La question est d’actualité, mais elle n’est pas nouvelle pour autant. Il y a plus de 60 ans, avec les travaux de Paul Meehl, qu’on sait que des formules peuvent faire de meilleures prévisions que les experts humains. Cette observation a été confirmée par des centaines d’études, dans des domaines qui vont de la psychiatrie à la prévision de ventes, en passant par la prévision de la récidive criminelle et la sélection à l’université. Dès qu’il s’agit de combiner plusieurs informations pour faire une prévision dans un domaine incertain, les machines font mieux que nous. Avec l’IA, la prévision de la machine devient encore meilleure, mais on n’a pas eu besoin de l’attendre pour avoir des machines meilleures que nous. Des formules très simples sont capables de produire de meilleurs jugements que les experts.

Peut-être que cette information vous surprend (bien qu’elle soit très solidement établie). Ce n’est pas étonnant : les formules et les algorithmes ont beau être performants, nous ne leur faisons pas confiance. Dans pratiquement tous les domaines que Meehl et ses successeurs ont étudié, les experts ont pris connaissance de ses travaux, ont haussé les épaules, et ont continué comme si de rien n’était. Meehl et ses co-auteurs ont inventorié au moins 17 raisons qui expliquent ce désintérêt, à commencer, bien sûr, par la crainte des experts de devenir tout simplement inutiles. Mais la raison de fond vaut pour les experts comme pour nous, simples utilisateurs : en général, nous ne faisons tout simplement pas confiance aux algorithmes.

******************************

PROBLÈME À RÉSOUDRE:
Répondez, s'il vous plaît, à ces questions d'après le texte fourni.
(a) Depuis combien de temps sait-on que des formules peuvent faire de meilleures prévisions que les experts humains ?
(b) Combien de raisons Meehl et ses co-auteurs ont-ils inventoriées pour expliquer le désintérêt des experts ?
(c) Quelle crainte des experts figure en tête de ces raisons ?

DONNÉES SOURCES:
******************************

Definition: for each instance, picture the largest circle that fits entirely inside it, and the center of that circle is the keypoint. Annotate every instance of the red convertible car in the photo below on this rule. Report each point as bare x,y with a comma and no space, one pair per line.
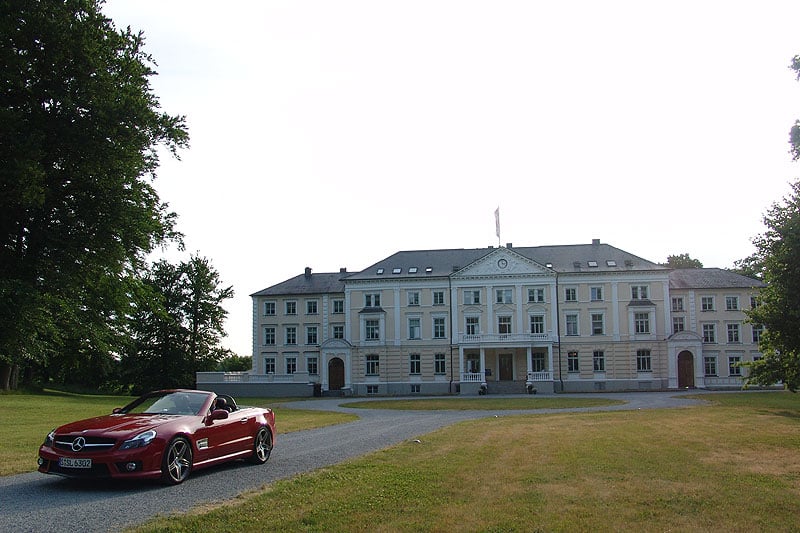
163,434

******************************

RÉSULTAT OBTENU:
(a) Depuis plus de 60 ans, avec les travaux de Paul Meehl.
(b) Au moins 17.
(c) La crainte de devenir tout simplement inutiles.